* BRIEF 1 *
Return, unchanged, every row of the data block, from the first row down to the row containing "(881, 198), (970, 227)", with both ends included.

* DOCUMENT EXCERPT *
▼

In contrast, the Great Recession and the ongoing economic malaise are an enormous failure of capitalism. The system isn’t only failing us; it’s just failing––on its own terms. It’s been almost five years since the recession began, and capitalism has failed to rebound substantially. It’s still failing to do; and no one knows when it will stop failing to do so.

This economic crisis is what I want to focus on, because of its importance, and because it’s why we’re even having this debate. Whether capitalism has failed wasn’t debated five years ago. It’s not hard to imagine a debate back then on whether capitalism has failed the poor, but it is hard to imagine one on whether capitalism has failed.

John Maynard Keynes wrote that “The ideas of economists and political philosophers … are more powerful than is commonly understood. Indeed the world is ruled by little else.” A propos of this, I think the chief failure of capitalism is that it is losing the battle of ideas. Ever since the economic crisis erupted, capitalism is no longer being taken for granted, as just “the way things are.” Its foundations are being seriously called into question. For example, the question of whether capitalism has failed is being publicly debated in one of the world’s pre-eminent educational institutions. And a virtually unknown Marxist-Humanist from a little island off the coast of the mainland United States has been invited to debate it.

There are other examples. A main founder of the market-oriented field of “law and economics,” Richard Posner, titled his book on the Great Recession “A Failure of Capitalism.” He argues that “a capitalist economy is inherently unstable” “[b]ecause of the centrality of credit.” Similarly, when Ben Bernanke, chairman of the Federal Reserve, testified before the U.S. Financial Crisis Inquiry Commission, he said that “We should not imagine … that it is possible to prevent all crises.  … The provision of credit inevitably involves risk-taking.”

Coming from someone whose job it is to prevent crises, this is a striking admission. What failed wasn’t a particular set of policies or financial structure. No, Bernanke was saying, financial crises are part and parcel of capitalism and inevitable under it––it’s not possible to prevent them––because it is a credit-driven system. And he knows what he’s talking about. Bernanke isn’t only the chairman of the Fed, but a highly respected academic economist and leading expert on the Great Depression.

Capitalism is also failing to win people’s hearts and minds. Since the economic crisis erupted, the protests in the streets have been massive, and they’re continuing. There is even more widespread disgust at the great lengths to which policymakers have gone to keep capitalism afloat––by bailing out the worlds’ creditors. The discontent hasn’t typically had an explicitly anti-capitalist tone, but capitalism isn’t winning people’s hearts and minds either.

Governments throughout the world have been brought down or almost brought down by the crisis and disgust and protests. Policymakers didn’t plan for this to happen, and they don’t want it to happen––but it’s happening. When those in charge of managing the system lose their ability to maintain stability and make us accept our present conditions as inevitable––to the extent that they’ve lost this ability––I’d call that a serious failure.

Is it a failure of capitalism? Well, the failure to control the political situation and win hearts and minds isn’t confined to countries with a right-of-center government or those with a left-of-center government. They’re the results of the state of the economy, over which policymakers have little control. Recent experience has made their lack of control quite clear. Many governments have imposed austerity policies. This hasn’t caused their economies to rebound. In contrast, U.S. government policy has been wildly stimulative––since Lehman Brothers collapsed four year ago, U.S. Treasury debt has increased by two-thirds. It has borrowed more than $20,000 per person. Yet economic recovery in the U.S. has also been extremely weak.

▲

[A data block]
▼

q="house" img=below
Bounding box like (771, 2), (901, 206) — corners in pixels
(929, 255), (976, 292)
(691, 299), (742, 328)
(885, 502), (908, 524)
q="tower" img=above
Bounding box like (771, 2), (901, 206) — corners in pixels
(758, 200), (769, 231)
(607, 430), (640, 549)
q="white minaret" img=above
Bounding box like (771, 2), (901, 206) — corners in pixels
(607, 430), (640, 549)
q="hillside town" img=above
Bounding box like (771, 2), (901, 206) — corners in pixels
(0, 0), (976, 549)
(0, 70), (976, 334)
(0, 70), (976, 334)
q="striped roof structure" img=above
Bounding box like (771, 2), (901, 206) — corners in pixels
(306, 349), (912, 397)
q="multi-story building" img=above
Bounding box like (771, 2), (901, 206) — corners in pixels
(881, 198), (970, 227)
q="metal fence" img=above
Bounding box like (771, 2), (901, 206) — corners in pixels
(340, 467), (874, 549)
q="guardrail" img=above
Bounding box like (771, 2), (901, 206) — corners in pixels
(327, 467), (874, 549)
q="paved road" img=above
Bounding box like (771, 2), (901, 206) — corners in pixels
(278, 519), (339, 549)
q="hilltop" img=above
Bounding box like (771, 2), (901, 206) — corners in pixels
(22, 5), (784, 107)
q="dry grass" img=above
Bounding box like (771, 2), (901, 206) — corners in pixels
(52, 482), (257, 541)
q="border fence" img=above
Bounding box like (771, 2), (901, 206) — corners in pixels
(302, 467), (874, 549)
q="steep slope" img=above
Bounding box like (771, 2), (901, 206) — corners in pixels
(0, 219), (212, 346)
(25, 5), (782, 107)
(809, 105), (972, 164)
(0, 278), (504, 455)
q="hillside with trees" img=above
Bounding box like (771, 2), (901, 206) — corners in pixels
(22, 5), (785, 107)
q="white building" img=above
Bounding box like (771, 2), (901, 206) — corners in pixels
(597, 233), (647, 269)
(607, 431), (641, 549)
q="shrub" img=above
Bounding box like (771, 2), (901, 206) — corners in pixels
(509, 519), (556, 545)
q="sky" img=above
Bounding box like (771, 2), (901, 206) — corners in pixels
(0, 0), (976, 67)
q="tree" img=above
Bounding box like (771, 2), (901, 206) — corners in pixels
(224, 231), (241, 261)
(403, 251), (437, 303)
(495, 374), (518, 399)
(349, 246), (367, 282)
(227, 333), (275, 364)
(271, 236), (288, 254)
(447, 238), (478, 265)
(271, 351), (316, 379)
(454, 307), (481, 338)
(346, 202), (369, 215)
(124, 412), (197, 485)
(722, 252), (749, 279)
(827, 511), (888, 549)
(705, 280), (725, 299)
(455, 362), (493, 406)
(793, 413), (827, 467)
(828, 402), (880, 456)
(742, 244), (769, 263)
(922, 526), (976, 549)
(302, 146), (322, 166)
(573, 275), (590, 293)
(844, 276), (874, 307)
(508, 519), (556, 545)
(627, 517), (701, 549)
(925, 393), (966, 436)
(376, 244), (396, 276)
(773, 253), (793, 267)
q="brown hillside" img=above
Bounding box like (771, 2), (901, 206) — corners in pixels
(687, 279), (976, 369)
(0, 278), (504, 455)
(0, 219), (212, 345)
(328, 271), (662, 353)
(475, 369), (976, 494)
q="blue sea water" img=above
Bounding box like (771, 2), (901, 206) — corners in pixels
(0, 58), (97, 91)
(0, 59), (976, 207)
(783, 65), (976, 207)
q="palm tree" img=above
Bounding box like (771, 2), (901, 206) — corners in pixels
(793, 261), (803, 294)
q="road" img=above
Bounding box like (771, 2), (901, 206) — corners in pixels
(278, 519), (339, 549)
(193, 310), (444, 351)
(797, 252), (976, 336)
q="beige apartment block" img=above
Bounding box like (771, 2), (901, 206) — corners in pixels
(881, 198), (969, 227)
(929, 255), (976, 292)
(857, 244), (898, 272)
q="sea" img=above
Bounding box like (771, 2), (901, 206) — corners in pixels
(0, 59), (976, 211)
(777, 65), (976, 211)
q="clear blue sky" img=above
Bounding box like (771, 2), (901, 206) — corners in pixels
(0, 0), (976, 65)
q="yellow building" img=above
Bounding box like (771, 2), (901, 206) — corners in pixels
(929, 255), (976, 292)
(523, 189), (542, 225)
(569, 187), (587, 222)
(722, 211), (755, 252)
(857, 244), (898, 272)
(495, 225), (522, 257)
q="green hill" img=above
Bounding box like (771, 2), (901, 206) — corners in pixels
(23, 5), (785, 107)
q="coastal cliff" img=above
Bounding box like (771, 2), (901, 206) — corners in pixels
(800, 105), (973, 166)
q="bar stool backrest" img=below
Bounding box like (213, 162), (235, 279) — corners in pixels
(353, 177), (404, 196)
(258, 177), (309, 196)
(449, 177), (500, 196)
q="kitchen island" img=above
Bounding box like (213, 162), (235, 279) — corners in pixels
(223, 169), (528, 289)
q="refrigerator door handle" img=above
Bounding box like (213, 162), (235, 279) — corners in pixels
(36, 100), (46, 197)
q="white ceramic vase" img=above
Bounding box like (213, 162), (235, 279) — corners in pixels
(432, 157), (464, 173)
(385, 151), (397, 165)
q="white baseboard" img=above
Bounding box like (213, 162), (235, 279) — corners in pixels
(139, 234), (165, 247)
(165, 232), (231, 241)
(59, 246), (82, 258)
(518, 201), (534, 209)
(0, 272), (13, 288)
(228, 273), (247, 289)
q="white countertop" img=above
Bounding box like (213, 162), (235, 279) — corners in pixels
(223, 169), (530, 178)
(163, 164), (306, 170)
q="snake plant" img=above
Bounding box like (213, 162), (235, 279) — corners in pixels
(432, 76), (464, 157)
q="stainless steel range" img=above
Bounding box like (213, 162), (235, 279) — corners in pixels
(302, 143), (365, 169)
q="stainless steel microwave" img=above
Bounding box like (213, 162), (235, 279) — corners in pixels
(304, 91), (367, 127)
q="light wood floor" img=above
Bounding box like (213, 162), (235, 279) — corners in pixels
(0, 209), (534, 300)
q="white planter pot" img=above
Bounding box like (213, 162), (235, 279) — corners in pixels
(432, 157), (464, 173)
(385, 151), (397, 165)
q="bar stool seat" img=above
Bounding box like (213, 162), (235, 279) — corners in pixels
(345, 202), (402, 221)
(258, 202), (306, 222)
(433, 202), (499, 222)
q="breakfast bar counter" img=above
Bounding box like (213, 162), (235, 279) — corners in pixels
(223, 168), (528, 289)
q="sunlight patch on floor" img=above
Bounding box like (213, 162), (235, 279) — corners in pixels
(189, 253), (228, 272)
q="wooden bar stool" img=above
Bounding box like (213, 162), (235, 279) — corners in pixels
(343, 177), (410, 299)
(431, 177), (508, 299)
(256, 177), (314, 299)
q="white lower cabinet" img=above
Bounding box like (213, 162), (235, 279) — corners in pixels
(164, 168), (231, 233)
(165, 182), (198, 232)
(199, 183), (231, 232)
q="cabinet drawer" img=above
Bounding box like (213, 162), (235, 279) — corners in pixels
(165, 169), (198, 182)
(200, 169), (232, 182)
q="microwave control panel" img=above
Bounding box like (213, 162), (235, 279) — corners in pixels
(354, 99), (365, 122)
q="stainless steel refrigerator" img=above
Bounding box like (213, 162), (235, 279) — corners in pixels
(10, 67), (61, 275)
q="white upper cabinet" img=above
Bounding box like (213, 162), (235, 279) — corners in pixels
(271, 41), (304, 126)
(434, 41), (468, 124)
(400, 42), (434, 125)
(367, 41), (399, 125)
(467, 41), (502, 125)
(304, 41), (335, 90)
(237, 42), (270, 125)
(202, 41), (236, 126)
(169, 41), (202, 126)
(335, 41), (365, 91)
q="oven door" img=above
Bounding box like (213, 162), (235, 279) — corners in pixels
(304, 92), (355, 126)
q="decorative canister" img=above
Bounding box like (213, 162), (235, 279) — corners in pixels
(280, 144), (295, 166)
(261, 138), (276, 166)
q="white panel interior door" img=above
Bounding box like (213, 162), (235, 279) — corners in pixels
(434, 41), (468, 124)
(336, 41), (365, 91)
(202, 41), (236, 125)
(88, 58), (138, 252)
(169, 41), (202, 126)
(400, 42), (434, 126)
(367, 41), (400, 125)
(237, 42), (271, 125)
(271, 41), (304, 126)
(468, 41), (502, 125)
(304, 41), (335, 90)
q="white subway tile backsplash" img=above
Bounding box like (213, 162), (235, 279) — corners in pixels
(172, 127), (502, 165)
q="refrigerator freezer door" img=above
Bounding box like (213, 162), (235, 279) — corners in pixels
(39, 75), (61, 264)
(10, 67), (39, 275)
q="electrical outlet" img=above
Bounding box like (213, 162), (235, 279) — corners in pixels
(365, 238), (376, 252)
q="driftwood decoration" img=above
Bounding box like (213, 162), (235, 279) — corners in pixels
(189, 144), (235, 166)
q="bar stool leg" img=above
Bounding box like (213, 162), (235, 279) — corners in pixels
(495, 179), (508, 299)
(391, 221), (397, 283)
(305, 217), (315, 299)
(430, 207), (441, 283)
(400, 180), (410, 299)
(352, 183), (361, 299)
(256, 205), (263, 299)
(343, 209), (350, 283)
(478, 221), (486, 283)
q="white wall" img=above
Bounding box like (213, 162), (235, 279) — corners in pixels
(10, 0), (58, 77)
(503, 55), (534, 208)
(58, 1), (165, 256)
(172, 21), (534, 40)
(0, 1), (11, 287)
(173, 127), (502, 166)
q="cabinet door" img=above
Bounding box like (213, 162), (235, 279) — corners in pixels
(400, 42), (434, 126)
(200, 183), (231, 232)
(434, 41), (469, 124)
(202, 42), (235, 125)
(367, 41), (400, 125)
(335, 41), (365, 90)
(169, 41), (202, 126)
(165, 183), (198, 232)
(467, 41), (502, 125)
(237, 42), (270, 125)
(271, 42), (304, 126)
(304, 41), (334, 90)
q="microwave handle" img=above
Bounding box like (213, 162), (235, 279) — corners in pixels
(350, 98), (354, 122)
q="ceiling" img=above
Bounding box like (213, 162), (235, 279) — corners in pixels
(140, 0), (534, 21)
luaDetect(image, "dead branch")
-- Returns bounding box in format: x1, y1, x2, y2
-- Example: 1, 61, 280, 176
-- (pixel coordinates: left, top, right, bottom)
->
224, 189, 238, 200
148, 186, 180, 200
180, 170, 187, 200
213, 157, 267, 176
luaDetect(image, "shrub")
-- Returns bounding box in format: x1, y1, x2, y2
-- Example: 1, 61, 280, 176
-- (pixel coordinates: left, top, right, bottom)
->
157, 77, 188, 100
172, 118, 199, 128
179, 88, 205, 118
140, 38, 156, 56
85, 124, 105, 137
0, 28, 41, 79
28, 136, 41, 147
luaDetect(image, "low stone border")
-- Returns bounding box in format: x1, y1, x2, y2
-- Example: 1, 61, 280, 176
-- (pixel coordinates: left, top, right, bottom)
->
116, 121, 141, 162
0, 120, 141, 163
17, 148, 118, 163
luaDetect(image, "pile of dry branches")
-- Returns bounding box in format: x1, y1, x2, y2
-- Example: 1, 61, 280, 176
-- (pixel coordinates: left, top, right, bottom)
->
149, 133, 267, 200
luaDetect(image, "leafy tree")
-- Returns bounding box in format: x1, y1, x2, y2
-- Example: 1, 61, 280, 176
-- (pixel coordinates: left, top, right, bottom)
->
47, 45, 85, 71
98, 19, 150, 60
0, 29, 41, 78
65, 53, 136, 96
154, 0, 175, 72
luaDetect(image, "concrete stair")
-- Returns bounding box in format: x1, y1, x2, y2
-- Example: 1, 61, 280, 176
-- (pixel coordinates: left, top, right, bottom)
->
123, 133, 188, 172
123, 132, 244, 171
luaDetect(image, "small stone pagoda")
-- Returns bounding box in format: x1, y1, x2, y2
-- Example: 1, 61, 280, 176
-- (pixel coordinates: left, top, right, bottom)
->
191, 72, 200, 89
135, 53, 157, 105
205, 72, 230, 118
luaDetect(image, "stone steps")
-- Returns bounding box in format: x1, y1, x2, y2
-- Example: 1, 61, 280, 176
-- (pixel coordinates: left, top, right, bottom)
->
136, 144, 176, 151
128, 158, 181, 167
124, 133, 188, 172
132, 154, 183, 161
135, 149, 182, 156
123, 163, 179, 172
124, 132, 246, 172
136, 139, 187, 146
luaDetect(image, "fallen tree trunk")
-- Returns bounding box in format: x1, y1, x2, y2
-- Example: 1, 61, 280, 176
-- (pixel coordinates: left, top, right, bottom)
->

▲

* BRIEF 2 *
In the passage on the failure of capitalism, what title did Richard Posner give his book on the Great Recession?

* WRITTEN REPLY 1 *
q="house" img=below
Bounding box like (771, 2), (901, 206) — corners in pixels
(929, 255), (976, 292)
(691, 299), (742, 328)
(885, 502), (908, 524)
q="tower" img=above
Bounding box like (771, 2), (901, 206) — corners in pixels
(758, 200), (769, 231)
(607, 430), (640, 549)
q="white minaret" img=above
Bounding box like (771, 2), (901, 206) — corners in pixels
(607, 430), (640, 549)
q="hillside town" img=above
Bounding box like (771, 2), (901, 206) — corners in pixels
(0, 0), (976, 549)
(0, 70), (976, 334)
(0, 70), (976, 334)
q="striped roof structure" img=above
Bounding box like (771, 2), (901, 206) — corners in pixels
(306, 349), (912, 397)
q="multi-story building" img=above
Bounding box like (771, 2), (901, 206) — corners in pixels
(881, 198), (970, 227)

* WRITTEN REPLY 2 *
"A Failure of Capitalism."